练习题目 1: 把记录中从开头一直到包含“<point>45,26</point>”的那一行（两端都算在内）的所有行放入一个Markdown表格，两列分别命名为“序号”和“内容”，每行填写行号和该行文字，空行不计。答案中不要包含图片。
───── 给定文段 ─────
使用神经网络的一个批评是,这种方法是黑箱的方法,很难以简单的人类可以理解的算法,来理解网络做了什么。在CNNs的上下文中,Zeiler等展示了,通过使用解卷积和对最大激活进行滤波,可以发现网络中每个卷积滤波器的近似目的。类似的,对输入使用梯度下降,使我们可以发现激活特定滤波器子集的理想图像。

3 Approach and Model Architechture

Historical attempts to scale up GANs using CNNs to model images have been unsuccessful. This motivated the authors of LAPGAN (Denton et al., 2015) to develop an alternative approach to iteratively upscale low resolution generated images which can be modeled more reliably. We also encountered difficulties attempting to scale GANs using CNN architectures commonly used in the supervised literature. However, after extensive model exploration we identified a family of architectures that resulted in stable training across a range of datasets and allowed for training higher resolution and deeper generative models.

使用CNNs来构建GANs的努力,之前都不太成功。这推动了LAPGAN的作者,提出了一种替代的方法,来迭代的放大生成的低分辨率图像,这种建模可以更为可靠。我们在使用CNN来构建GANs的的过程中遇到来困难。但是,在探索了很多模型后,我们发现了一族架构,可以在很多数据集上进行稳定的训练,可以训练得到更高分辨率的更深的生成式模型。
───── 记录信息 ─────
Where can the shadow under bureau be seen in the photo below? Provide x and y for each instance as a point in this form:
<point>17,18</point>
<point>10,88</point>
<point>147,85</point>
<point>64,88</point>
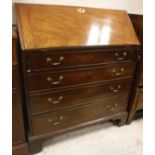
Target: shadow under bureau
<point>78,66</point>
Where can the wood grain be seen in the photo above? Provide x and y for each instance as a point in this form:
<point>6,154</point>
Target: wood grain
<point>45,26</point>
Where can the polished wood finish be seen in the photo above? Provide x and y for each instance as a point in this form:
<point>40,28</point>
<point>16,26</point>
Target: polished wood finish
<point>76,73</point>
<point>70,78</point>
<point>56,100</point>
<point>52,59</point>
<point>137,95</point>
<point>41,27</point>
<point>18,133</point>
<point>52,122</point>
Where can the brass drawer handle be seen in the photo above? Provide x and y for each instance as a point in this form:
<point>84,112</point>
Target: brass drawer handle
<point>51,121</point>
<point>49,79</point>
<point>55,102</point>
<point>119,57</point>
<point>112,107</point>
<point>49,60</point>
<point>115,90</point>
<point>118,73</point>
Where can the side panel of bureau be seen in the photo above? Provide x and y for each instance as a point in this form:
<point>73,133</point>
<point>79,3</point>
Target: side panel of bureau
<point>19,145</point>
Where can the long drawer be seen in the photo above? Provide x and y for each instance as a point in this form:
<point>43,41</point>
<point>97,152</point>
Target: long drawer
<point>52,122</point>
<point>69,59</point>
<point>51,80</point>
<point>56,100</point>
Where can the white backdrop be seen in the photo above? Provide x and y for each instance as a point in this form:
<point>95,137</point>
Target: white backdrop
<point>131,6</point>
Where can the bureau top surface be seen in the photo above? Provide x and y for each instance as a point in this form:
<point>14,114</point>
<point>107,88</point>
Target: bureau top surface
<point>47,26</point>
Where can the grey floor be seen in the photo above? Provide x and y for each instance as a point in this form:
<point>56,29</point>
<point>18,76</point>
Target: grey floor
<point>100,139</point>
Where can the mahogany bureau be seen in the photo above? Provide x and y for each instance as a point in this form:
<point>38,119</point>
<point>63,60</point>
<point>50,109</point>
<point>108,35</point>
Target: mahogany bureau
<point>19,145</point>
<point>78,66</point>
<point>136,106</point>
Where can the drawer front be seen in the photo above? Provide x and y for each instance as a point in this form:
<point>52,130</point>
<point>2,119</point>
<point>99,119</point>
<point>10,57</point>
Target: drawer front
<point>51,80</point>
<point>62,99</point>
<point>55,121</point>
<point>63,59</point>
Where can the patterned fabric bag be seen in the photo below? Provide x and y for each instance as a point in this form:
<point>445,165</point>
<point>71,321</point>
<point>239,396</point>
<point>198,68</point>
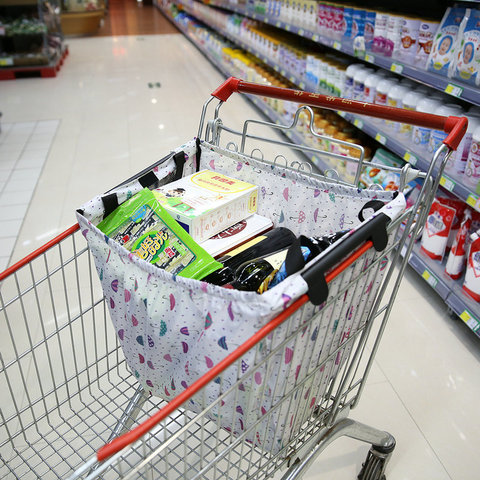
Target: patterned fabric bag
<point>174,329</point>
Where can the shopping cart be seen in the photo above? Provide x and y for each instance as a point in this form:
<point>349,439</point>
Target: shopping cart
<point>72,406</point>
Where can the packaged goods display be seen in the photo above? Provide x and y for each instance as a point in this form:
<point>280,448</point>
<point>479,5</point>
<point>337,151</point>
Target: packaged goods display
<point>442,56</point>
<point>207,202</point>
<point>467,64</point>
<point>437,229</point>
<point>146,229</point>
<point>237,234</point>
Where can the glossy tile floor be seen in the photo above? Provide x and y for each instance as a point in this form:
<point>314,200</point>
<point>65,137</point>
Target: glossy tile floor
<point>120,103</point>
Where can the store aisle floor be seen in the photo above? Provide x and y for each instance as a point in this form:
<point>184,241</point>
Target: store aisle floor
<point>120,103</point>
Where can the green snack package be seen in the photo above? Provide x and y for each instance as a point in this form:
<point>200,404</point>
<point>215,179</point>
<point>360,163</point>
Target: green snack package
<point>146,229</point>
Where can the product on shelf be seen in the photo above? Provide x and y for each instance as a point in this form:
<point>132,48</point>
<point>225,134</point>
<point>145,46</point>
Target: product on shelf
<point>421,135</point>
<point>146,229</point>
<point>437,229</point>
<point>426,33</point>
<point>409,31</point>
<point>467,64</point>
<point>207,202</point>
<point>456,258</point>
<point>456,163</point>
<point>442,56</point>
<point>471,175</point>
<point>380,32</point>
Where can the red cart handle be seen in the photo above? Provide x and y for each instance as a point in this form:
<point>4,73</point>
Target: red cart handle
<point>454,126</point>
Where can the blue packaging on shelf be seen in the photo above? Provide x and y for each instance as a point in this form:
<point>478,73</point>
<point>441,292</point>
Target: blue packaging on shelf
<point>442,56</point>
<point>467,65</point>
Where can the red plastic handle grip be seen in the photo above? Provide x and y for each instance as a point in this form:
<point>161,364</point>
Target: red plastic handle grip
<point>454,126</point>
─────
练习题目 2: 请抄写文段中从“使用CNNs来构建GANs的”一直到“高分辨率的更深的生成式模型。”的全部文字，一字不改。

完整解答 1:
| 序号 | 内容 |
|---|---|
| 1 | Where can the shadow under bureau be seen in the photo below? Provide x and y for each instance as a point in this form: |
| 2 | <point>17,18</point> |
| 3 | <point>10,88</point> |
| 4 | <point>147,85</point> |
| 5 | <point>64,88</point> |
| 6 | Target: shadow under bureau |
| 7 | <point>78,66</point> |
| 8 | Where can the wood grain be seen in the photo above? Provide x and y for each instance as a point in this form: |
| 9 | <point>6,154</point> |
| 10 | Target: wood grain |
| 11 | <point>45,26</point> |

完整解答 2:
使用CNNs来构建GANs的努力,之前都不太成功。这推动了LAPGAN的作者,提出了一种替代的方法,来迭代的放大生成的低分辨率图像,这种建模可以更为可靠。我们在使用CNN来构建GANs的的过程中遇到来困难。但是,在探索了很多模型后,我们发现了一族架构,可以在很多数据集上进行稳定的训练,可以训练得到更高分辨率的更深的生成式模型。